-------- Selection --------
AI isn’t really intelligent, it is a system of trained responses. Trained being the key word here.
The gist of AI and deep learning is that you have a set of inputs and a set of outputs. The outputs are generally restricted. Too many outputs and things can get complicated. You take a sample set of inputs and feed it to the AI and it guesses at what to do. If the guess is good, then that decision with its inputs is remembered. There are random numbers thrown in as well as randomly keeping bad decisions. Over time the AI makes better and better decisions.
The problem is that AIs are goal driven. This means that when you set the goals the AI will make decisions that will cause it to reach those goals.
As an example, if your goal is to have an AI evaluate resumes to attempt to determine who is the best fit for the job you are offering you need to provide it with a training set and a set of rewards.
As an example, in the video included, the rewards are based on distance traveled. The programmer changes the goals over time to get different results, but the basic reward is distance traveled. Other rewards could be considered. One such reward could be based on “Smoothness” The less change of input, the better the rewards. This is sort of cheating as we can guess that smooth driving will give better results over all.
I’m don’t do a lot of work with AIs, I’ve got experts that I call upon for that.
-------- Extracted entries --------
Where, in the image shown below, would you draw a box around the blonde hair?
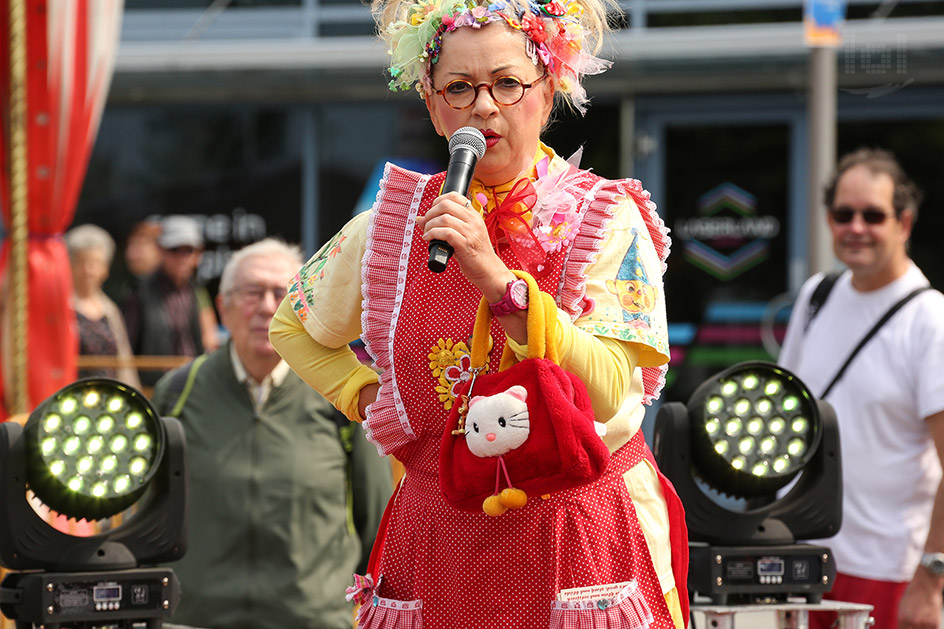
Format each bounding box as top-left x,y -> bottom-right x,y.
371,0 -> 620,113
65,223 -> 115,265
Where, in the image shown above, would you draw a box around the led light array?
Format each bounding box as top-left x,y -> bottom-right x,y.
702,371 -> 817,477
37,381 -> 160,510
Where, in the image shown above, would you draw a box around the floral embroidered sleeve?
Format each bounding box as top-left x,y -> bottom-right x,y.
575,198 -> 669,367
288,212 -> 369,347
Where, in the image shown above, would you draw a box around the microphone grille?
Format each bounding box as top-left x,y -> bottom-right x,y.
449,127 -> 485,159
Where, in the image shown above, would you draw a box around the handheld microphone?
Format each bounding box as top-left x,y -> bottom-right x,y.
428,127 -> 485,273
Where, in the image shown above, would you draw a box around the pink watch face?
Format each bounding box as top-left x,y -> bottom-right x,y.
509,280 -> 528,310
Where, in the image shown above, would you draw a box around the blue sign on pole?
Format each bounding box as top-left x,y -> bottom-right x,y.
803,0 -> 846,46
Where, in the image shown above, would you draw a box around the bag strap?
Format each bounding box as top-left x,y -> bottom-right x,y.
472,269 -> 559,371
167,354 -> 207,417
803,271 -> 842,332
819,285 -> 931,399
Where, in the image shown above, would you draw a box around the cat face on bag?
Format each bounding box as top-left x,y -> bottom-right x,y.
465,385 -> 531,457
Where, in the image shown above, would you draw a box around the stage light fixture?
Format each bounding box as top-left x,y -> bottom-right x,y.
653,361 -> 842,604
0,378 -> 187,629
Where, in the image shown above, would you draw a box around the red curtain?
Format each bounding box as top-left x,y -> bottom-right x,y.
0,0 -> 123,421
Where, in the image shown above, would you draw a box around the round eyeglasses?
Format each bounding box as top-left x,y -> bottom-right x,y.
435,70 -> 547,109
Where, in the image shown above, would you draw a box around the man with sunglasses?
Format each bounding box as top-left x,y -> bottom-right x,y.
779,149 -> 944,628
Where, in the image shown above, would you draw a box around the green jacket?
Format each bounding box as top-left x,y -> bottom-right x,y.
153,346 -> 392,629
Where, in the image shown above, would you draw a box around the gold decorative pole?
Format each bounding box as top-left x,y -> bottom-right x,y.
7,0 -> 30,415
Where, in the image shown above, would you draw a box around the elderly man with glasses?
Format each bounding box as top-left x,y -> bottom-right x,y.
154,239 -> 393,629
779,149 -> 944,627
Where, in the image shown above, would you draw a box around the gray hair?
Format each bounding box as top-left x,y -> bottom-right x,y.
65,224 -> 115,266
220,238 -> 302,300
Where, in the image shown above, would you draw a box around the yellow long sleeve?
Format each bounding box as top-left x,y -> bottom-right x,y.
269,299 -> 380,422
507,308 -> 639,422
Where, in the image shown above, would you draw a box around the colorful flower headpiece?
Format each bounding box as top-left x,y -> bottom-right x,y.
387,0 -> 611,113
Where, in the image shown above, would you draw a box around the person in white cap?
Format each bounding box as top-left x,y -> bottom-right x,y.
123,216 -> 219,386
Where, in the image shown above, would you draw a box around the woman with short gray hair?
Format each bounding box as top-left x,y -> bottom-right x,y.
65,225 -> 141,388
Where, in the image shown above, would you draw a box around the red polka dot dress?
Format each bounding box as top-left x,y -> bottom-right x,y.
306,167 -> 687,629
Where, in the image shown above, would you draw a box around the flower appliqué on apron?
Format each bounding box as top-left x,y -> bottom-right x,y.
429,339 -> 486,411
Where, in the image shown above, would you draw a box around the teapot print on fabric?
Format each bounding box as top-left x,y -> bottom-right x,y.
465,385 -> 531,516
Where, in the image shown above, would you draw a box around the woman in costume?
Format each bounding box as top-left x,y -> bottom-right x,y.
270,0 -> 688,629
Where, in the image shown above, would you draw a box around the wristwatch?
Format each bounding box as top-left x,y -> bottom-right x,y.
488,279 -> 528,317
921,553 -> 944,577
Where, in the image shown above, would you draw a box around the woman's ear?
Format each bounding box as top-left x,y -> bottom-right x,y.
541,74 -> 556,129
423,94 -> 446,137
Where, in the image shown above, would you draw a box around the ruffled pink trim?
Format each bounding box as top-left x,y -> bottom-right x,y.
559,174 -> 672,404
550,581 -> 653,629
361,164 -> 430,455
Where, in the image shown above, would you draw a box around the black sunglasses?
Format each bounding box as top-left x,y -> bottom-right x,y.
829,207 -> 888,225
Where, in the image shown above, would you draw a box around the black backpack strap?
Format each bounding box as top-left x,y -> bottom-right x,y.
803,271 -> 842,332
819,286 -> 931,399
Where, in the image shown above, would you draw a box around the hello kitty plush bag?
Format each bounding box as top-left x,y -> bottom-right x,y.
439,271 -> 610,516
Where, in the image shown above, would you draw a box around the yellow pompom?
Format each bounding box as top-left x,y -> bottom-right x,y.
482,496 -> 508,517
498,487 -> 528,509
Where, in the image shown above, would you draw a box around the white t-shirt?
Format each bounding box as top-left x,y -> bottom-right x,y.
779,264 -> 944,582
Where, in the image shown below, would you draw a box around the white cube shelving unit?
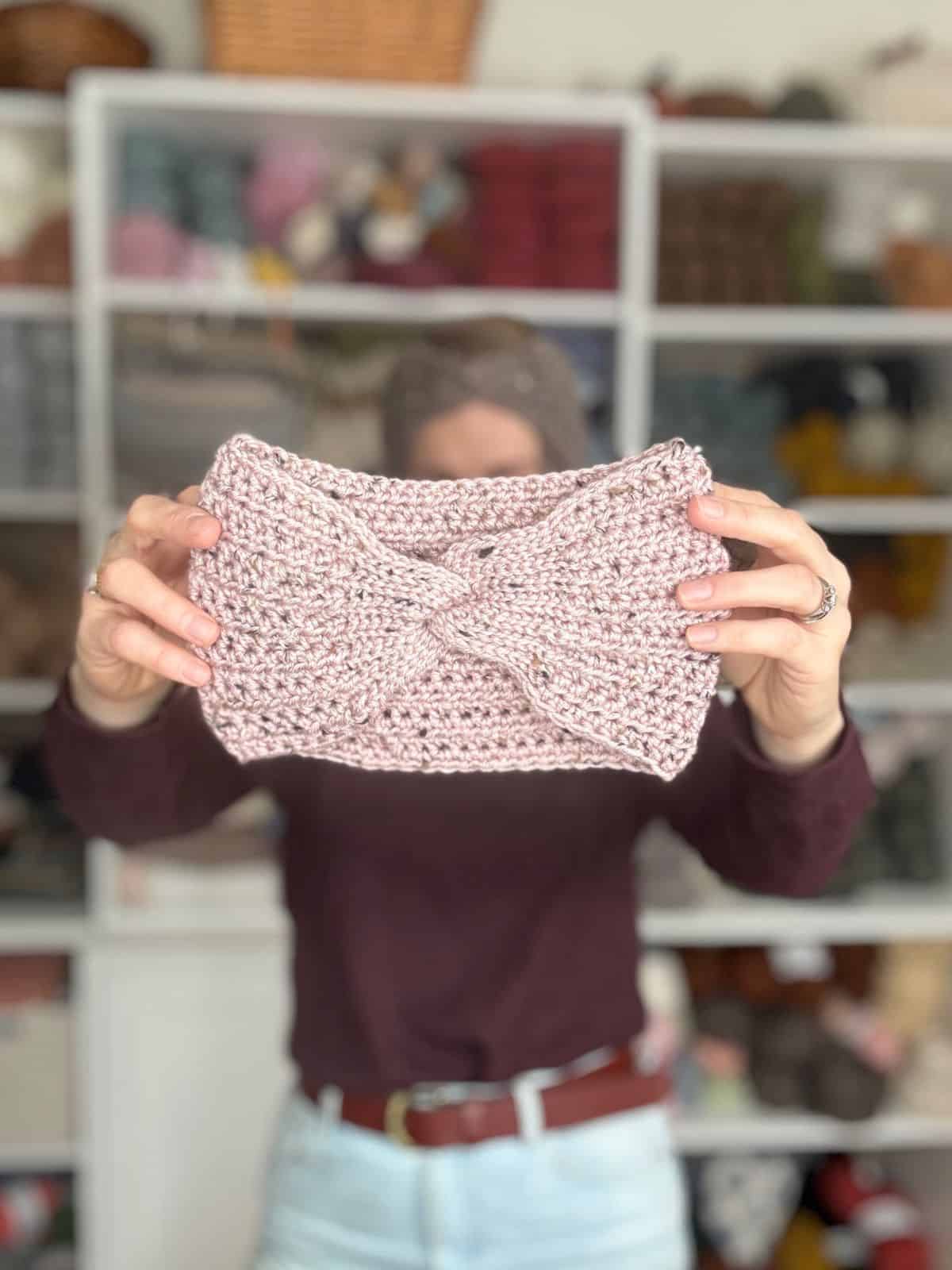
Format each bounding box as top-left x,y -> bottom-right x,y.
--------
## Problem requirements
Pick up the write-up on how AI learns from goals and rewards after its last sentence above and keep it going.

## Final result
In the case of judging resumes, the AI is given rewards based on picking candidates that were successful by some metric. Lets assume that the metric is “number of successfully resolved calls” or “number of positive feedback points on calls”. There are hundreds of different metrics that can be used to define “successful”. And those are used to create the feedback on what is a “good” choice.
The AI is then given the resumes. Those resumes might be pre-processed in some way but just consider it to be the full resume.
They did this. And after they got the AI trained they started feeding it new resumes. The AI consistently picked people that were not BIPOC. Yep, the AI became “racist”.
When this was discovered the AI discarded. Having a racist AI was a sign that the programmers/developers that created the AI were racist themselves. It was racism that is inherit in the system that caused the AI to be racist.
Reality is that the AI isn’t racist. It was just picking the resumes that had the best fit with resumes of “good” hires. This implies that there are characteristics that are associated with race that lead to better outcomes. It also implies that those characteristics are in resumes that are striped of identifying marks.
When I was hiring for a government contract by the time I saw a resume all personal identifying marks were removed. You could not know that the applicant was male or female, white or black or purple. You couldn’t tell how old they were or how young they were.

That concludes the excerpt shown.